====== Dataset records ======

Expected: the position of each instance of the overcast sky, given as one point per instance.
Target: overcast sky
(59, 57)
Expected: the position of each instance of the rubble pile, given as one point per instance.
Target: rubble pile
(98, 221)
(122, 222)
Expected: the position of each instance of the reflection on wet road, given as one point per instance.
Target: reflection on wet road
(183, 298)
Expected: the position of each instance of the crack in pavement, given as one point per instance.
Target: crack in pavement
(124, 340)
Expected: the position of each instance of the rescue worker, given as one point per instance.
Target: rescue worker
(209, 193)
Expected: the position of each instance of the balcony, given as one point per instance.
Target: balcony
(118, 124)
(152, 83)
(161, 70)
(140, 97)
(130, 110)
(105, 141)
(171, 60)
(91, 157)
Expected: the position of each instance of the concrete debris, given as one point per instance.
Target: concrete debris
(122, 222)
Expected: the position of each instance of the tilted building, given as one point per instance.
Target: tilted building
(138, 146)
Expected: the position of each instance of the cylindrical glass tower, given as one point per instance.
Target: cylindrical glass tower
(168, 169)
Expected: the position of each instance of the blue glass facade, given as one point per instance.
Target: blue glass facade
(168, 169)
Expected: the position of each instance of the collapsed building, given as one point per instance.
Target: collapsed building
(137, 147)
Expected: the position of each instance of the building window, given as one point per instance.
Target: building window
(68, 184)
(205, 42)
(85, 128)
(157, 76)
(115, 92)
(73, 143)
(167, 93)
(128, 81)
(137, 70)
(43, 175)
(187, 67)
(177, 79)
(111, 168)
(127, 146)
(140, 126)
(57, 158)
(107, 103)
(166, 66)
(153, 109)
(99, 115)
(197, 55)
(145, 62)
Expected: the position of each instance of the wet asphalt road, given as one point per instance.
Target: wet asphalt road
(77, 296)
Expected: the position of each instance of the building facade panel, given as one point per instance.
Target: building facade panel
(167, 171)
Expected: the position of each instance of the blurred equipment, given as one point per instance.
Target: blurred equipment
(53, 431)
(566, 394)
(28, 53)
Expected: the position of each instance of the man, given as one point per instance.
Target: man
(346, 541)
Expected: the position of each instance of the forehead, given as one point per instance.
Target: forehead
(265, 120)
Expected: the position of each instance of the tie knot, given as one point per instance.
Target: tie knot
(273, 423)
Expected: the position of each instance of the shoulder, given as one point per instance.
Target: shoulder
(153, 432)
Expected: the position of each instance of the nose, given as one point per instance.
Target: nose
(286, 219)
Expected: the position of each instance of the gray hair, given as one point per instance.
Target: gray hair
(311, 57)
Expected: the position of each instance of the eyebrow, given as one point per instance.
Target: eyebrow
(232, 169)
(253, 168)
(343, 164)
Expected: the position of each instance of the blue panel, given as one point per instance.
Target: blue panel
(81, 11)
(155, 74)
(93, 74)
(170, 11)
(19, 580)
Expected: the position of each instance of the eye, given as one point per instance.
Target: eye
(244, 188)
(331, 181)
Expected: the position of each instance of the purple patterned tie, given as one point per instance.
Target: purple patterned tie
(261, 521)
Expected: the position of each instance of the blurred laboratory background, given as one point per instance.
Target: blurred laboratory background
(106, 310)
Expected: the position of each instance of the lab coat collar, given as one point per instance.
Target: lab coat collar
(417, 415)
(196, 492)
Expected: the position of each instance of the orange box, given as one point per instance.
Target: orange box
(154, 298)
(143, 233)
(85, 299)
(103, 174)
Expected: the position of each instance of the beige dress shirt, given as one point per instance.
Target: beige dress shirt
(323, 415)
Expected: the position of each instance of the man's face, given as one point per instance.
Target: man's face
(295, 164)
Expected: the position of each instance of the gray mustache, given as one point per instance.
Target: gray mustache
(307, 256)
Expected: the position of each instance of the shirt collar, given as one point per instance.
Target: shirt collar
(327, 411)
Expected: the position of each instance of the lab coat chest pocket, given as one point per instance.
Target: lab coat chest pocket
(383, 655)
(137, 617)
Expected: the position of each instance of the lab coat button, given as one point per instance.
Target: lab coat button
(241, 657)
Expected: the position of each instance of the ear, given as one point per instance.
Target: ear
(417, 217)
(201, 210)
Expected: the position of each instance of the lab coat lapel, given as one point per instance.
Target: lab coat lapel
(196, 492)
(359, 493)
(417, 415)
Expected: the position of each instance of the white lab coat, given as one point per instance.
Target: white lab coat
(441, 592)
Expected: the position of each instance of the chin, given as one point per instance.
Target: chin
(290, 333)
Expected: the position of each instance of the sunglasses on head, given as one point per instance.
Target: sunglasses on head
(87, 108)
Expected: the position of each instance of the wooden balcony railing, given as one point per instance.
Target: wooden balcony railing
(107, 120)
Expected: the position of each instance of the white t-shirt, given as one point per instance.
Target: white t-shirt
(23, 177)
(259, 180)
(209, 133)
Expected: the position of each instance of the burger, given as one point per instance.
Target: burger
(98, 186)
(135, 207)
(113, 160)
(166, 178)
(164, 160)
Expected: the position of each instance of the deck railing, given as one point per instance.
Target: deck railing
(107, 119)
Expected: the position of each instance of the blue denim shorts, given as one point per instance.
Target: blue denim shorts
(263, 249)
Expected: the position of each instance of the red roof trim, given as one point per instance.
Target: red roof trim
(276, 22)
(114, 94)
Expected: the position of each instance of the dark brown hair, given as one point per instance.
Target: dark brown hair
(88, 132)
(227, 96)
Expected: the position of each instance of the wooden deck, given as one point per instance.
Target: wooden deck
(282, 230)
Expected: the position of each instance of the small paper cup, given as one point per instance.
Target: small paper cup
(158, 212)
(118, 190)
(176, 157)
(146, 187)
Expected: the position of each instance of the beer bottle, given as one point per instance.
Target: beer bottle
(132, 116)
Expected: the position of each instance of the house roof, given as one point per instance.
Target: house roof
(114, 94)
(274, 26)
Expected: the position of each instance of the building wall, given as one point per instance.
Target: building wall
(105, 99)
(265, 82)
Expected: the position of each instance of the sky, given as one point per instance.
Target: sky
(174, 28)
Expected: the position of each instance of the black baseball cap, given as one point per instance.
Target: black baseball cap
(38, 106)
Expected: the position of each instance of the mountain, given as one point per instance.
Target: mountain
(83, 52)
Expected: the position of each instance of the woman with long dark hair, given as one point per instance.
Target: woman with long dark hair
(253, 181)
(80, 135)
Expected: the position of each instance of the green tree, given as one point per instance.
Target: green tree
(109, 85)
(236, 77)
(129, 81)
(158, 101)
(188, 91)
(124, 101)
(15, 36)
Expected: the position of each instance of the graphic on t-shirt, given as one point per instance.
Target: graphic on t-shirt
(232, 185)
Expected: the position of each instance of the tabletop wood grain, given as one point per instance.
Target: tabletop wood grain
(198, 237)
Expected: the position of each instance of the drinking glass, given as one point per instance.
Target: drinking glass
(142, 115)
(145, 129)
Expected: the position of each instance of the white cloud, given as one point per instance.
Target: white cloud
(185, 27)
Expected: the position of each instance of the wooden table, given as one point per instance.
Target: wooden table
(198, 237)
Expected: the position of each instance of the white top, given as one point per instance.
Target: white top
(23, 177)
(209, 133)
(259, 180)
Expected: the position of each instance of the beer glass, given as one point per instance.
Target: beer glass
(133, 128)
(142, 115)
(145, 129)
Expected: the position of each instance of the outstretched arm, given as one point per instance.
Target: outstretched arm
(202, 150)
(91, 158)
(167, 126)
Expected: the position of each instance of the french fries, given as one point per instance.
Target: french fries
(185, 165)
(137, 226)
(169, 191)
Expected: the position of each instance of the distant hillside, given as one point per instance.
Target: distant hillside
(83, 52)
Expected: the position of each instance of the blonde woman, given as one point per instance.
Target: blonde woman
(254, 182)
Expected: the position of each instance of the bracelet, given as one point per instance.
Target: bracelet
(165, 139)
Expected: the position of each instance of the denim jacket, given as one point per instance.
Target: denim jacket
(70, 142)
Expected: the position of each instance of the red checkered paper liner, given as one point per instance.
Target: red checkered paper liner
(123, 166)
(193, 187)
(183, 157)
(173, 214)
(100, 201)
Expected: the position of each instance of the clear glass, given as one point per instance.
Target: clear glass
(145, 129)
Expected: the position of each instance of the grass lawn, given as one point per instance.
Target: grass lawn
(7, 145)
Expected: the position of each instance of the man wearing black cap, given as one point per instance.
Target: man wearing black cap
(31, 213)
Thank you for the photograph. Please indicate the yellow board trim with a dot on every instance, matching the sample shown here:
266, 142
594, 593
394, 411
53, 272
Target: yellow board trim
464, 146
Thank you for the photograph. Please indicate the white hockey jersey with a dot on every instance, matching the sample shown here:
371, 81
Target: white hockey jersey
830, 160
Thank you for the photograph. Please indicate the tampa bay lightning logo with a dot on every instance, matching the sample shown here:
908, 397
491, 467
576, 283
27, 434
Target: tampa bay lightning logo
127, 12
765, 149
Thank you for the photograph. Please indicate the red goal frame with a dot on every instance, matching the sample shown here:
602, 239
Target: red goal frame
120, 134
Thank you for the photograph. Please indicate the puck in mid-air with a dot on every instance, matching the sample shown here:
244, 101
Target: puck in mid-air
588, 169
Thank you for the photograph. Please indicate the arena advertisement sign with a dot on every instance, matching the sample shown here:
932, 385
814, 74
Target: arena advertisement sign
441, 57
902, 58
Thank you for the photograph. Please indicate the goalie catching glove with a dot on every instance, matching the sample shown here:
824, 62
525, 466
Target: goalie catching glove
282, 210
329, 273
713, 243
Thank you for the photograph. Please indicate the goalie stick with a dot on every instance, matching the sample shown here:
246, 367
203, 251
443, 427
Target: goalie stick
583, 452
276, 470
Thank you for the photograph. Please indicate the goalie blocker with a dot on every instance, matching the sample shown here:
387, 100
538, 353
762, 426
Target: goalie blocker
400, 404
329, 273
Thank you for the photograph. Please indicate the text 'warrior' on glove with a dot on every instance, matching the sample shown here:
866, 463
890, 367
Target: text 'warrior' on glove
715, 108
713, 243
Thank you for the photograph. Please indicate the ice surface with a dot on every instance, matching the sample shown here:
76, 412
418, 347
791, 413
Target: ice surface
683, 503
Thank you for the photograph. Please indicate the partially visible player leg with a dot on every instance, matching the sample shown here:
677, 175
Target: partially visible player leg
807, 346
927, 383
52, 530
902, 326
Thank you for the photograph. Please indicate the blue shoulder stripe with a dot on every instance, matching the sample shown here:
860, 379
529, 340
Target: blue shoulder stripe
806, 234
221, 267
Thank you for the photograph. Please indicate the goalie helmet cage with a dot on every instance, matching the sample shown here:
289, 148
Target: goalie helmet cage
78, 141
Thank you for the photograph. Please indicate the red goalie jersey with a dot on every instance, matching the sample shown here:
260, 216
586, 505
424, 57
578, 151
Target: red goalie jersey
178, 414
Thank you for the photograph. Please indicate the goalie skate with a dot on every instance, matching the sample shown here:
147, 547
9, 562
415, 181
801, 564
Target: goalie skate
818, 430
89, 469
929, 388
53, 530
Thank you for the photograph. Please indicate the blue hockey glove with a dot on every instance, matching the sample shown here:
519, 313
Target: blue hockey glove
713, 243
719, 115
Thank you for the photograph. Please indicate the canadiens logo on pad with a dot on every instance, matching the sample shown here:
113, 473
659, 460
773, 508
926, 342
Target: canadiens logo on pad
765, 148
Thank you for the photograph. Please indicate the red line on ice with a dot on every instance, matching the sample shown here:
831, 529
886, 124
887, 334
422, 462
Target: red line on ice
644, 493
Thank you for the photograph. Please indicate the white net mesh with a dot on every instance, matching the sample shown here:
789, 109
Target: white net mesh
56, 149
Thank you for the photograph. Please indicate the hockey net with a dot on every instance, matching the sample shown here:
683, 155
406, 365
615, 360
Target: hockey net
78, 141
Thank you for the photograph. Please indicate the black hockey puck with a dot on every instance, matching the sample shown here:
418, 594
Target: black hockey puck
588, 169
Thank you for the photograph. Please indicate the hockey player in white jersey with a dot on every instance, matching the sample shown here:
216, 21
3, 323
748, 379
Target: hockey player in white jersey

======

Work item:
The stretch of entries above that starts with the line containing "Expected: the position of each instance of the burger, given" and goes on through the line containing "Expected: the position of each instance of the deck" is to be transcribed exactly, and no other line is to be transcribed.

Result of this task:
Expected: the position of each instance of the burger, given as one point per instance.
Target: burger
(98, 186)
(135, 207)
(113, 160)
(166, 178)
(164, 160)
Expected: the position of each instance of the deck railing, given as one point per instance.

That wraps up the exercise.